FRAGMENTO SELECCIONADO
· · · ·
Puede que estas mujeres sean sólo un complemento de la historia mucho más amplia de Lenin -uno de los grandes líderes políticos del siglo XX-, pero fueron las que permanecieron leales y fiables en medio del destructivo y febril mundo de la política emigrada dominada por los hombres. Lenin, el despiadado martinete y maniático del control, pasó sus años de exilio sacrificando una a una sus amistades en aras de las mayores exigencias del partido y de la revolución, pero sin su equipo de apoyo femenino es poco probable que hubiera sido capaz de tomar el poder, tanto física como mentalmente, en 1917.
Durante sus años de desplazamiento por Europa, una y otra vez Lenin entró en frenéticas disputas políticas en su campaña para ganar el dominio del partido, llevándose a sí mismo repetidamente al punto del colapso físico total. Nadya siempre estaba allí, atenta a los signos reveladores, dispuesta a llevárselo de vacaciones o a descansar y relajarse en las montañas de Suiza que tanto amaban. A expensas de su propia salud -un problema de tiroides no diagnosticado durante mucho tiempo no fue finalmente atendido hasta 1913- siempre puso a Lenin en primer lugar, hasta que ella también llegó al punto de la enfermedad grave, ante lo cual él, por una vez, tuvo que encontrar el tiempo para cuidar de ella.
· · · ·
DATOS MOSTRADOS
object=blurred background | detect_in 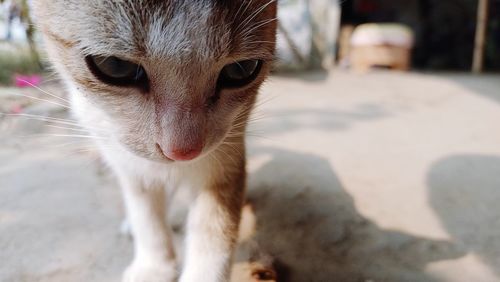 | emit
[0,0,500,282]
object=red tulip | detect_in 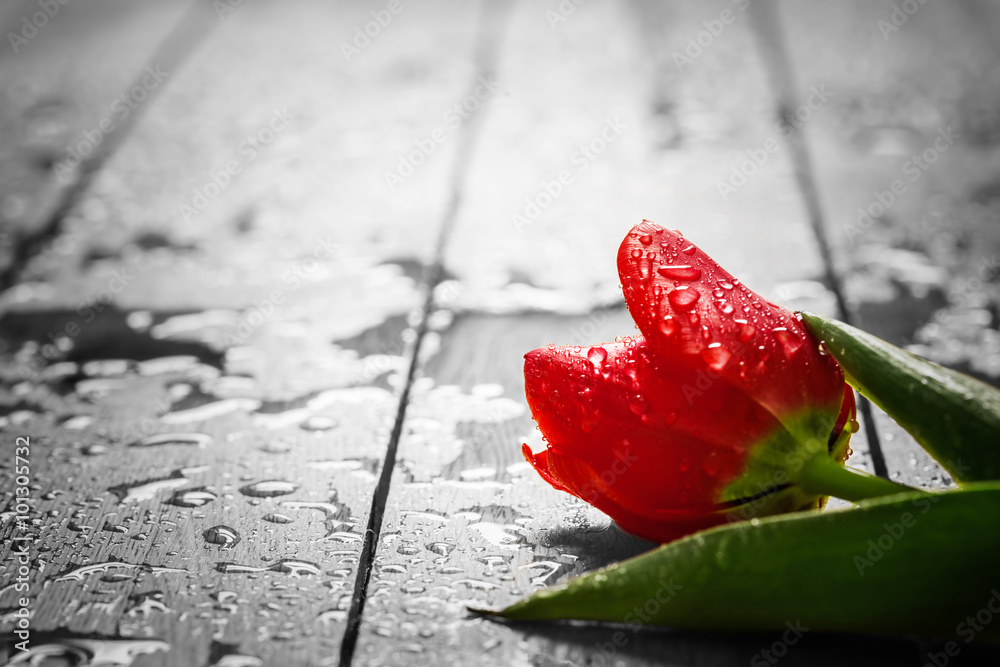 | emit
[524,221,864,542]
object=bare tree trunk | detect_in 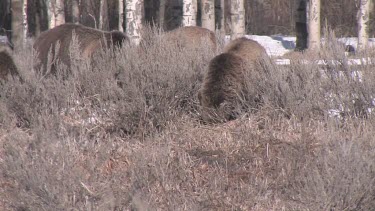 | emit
[54,0,65,26]
[159,0,167,30]
[230,0,245,40]
[295,0,308,51]
[126,0,143,45]
[48,0,65,29]
[99,0,108,30]
[72,0,81,23]
[22,0,29,46]
[182,0,197,26]
[11,0,27,49]
[202,0,215,31]
[118,0,125,32]
[308,0,320,50]
[220,0,225,34]
[357,0,371,50]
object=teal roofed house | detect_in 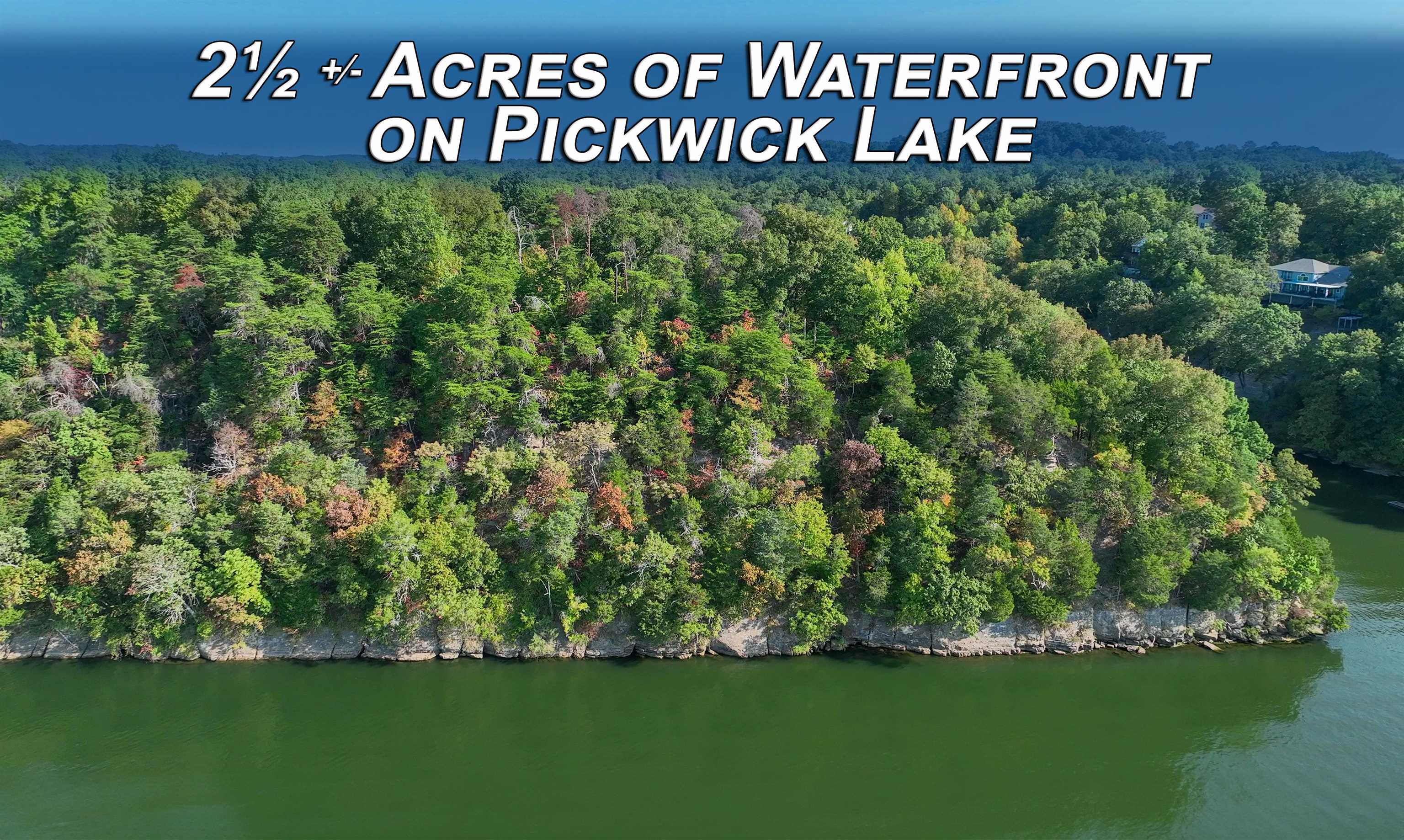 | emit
[1268,260,1351,306]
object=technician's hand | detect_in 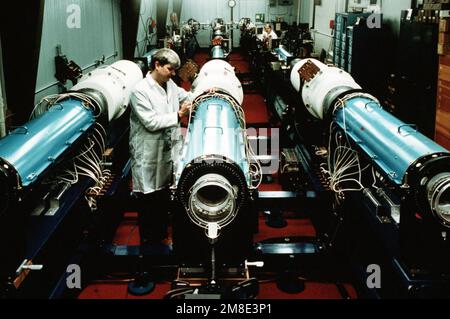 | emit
[178,101,192,118]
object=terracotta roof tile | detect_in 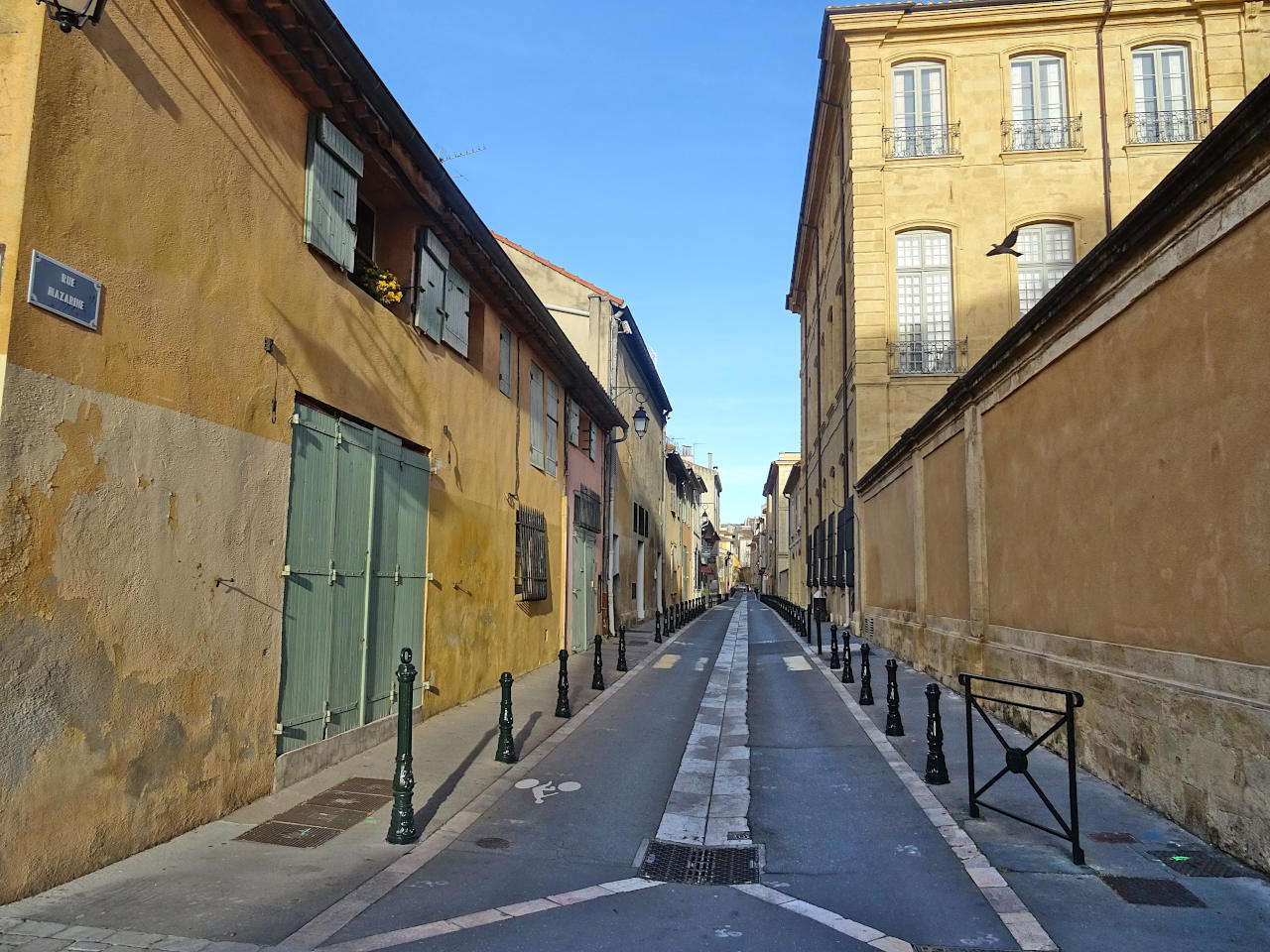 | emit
[490,231,625,304]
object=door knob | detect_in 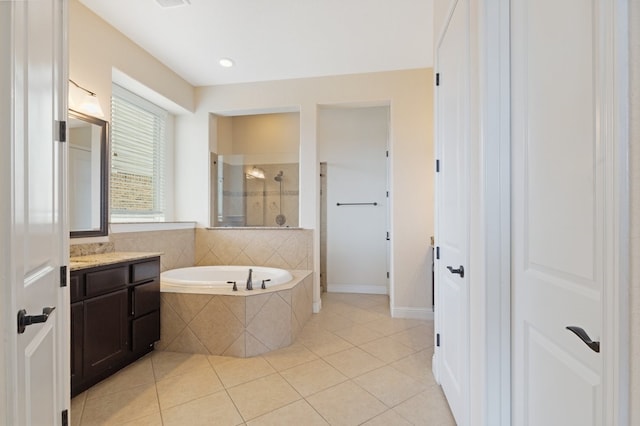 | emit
[447,265,464,278]
[18,306,56,334]
[567,325,600,353]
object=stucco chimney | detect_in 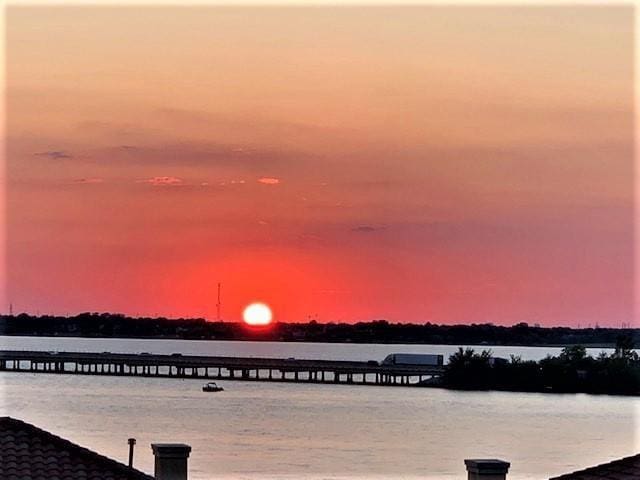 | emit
[464,459,511,480]
[151,443,191,480]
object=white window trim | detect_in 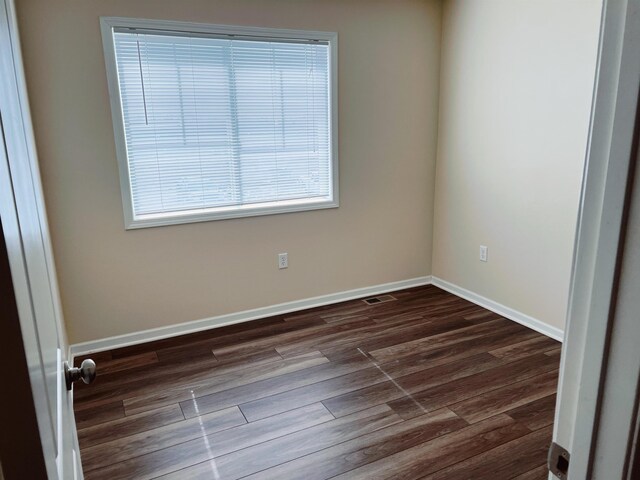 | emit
[100,17,339,230]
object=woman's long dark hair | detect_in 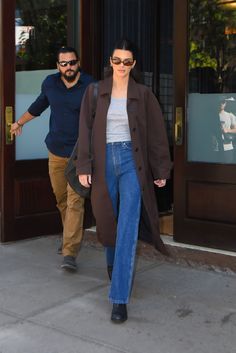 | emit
[104,38,143,83]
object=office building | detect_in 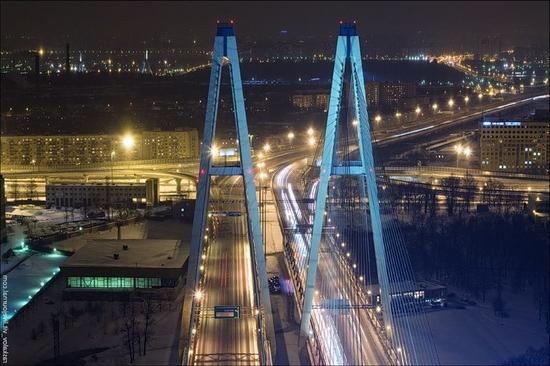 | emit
[480,113,550,174]
[46,183,147,208]
[1,129,200,169]
[141,129,200,160]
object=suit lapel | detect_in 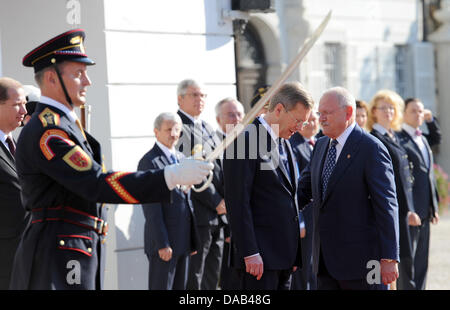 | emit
[311,136,330,200]
[255,119,294,192]
[402,129,429,169]
[0,142,17,173]
[285,140,299,192]
[322,126,362,204]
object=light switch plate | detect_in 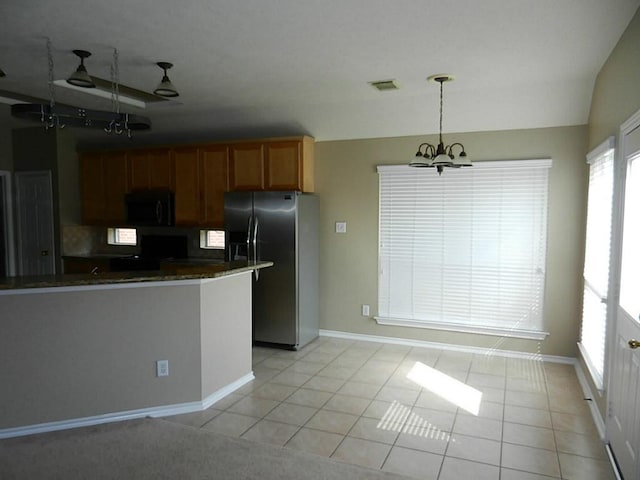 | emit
[156,360,169,377]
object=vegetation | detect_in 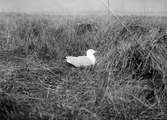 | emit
[0,13,167,120]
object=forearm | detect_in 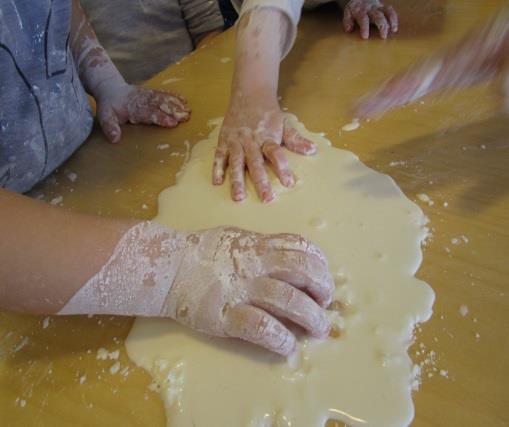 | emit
[232,8,291,96]
[70,0,126,99]
[0,189,136,314]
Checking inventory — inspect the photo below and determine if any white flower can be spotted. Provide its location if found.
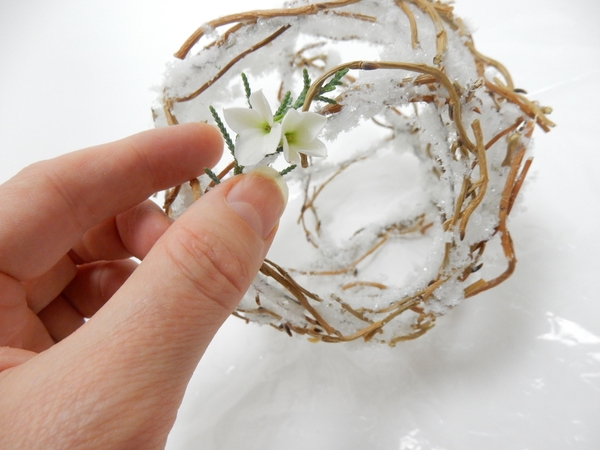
[281,109,327,164]
[223,90,282,166]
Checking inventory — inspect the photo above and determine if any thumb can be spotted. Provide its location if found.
[0,168,287,448]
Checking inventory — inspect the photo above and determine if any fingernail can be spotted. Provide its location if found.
[227,167,288,239]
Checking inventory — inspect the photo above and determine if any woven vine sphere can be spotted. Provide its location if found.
[154,0,553,345]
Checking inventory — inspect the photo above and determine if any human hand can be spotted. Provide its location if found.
[0,124,287,449]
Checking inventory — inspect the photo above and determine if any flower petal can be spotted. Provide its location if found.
[250,89,273,125]
[235,123,281,166]
[223,108,265,134]
[282,136,300,165]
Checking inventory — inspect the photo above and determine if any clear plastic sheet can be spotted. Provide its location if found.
[0,0,600,450]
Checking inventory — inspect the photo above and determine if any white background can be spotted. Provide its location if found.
[0,0,600,450]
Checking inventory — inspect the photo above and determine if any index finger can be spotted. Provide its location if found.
[0,123,223,281]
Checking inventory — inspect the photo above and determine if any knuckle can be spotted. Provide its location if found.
[167,226,251,310]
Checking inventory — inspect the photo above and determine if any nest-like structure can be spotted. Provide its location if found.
[154,0,553,345]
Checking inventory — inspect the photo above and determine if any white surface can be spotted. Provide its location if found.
[0,0,600,450]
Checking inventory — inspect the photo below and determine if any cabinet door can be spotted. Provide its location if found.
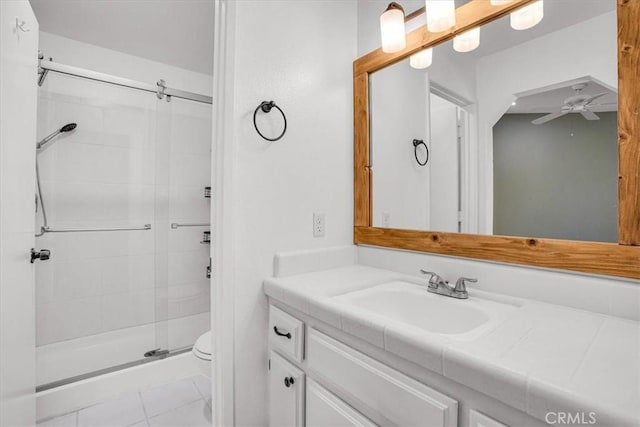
[307,328,458,427]
[269,351,304,427]
[305,378,376,427]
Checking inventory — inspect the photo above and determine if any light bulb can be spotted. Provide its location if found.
[425,0,456,33]
[409,48,433,70]
[510,0,544,30]
[453,27,480,52]
[380,2,407,53]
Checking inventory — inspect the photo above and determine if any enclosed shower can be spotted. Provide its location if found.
[34,56,212,390]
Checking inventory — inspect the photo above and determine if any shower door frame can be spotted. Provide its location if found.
[35,61,214,393]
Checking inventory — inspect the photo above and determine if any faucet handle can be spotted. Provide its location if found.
[420,269,437,279]
[453,277,478,292]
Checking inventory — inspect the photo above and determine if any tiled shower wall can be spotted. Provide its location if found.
[36,73,211,351]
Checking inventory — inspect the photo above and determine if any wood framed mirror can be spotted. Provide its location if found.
[353,0,640,279]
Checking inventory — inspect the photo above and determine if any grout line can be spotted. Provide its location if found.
[147,398,207,424]
[138,390,149,424]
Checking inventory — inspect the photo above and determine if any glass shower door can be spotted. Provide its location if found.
[156,98,211,358]
[36,73,159,386]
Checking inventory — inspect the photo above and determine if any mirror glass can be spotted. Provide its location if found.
[369,0,618,242]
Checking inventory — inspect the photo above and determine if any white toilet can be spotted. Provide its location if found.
[191,331,211,378]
· · · ·
TAREA SOLICITADA A
Reproduce sin cambios la parte del fragmento sobre Lenin que comienza con las palabras "Puede que estas" y acaba con "mentalmente, en 1917.".
TAREA SOLICITADA B
Enumera las expresiones con las que el primer párrafo del fragmento sobre Lenin lo califica directamente a él.
TAREA SOLICITADA C
Responde con datos del fragmento sobre Lenin:
(i) ¿En qué año se atendió por fin el problema de tiroides de Nadya?
(ii) ¿Qué dos cualidades se atribuyen a estas mujeres en medio de la política emigrada?
(iii) ¿En qué montañas descansaban y se relajaban?

RESPUESTA DEL EJERCICIO A
Puede que estas mujeres sean sólo un complemento de la historia mucho más amplia de Lenin -uno de los grandes líderes políticos del siglo XX-, pero fueron las que permanecieron leales y fiables en medio del destructivo y febril mundo de la política emigrada dominada por los hombres. Lenin, el despiadado martinete y maniático del control, pasó sus años de exilio sacrificando una a una sus amistades en aras de las mayores exigencias del partido y de la revolución, pero sin su equipo de apoyo femenino es poco probable que hubiera sido capaz de tomar el poder, tanto física como mentalmente, en 1917.

RESPUESTA DEL EJERCICIO B
- uno de los grandes líderes políticos del siglo XX
- despiadado martinete
- maniático del control

RESPUESTA DEL EJERCICIO C
(i) En 1913.
(ii) Fueron leales y fiables.
(iii) En las montañas de Suiza.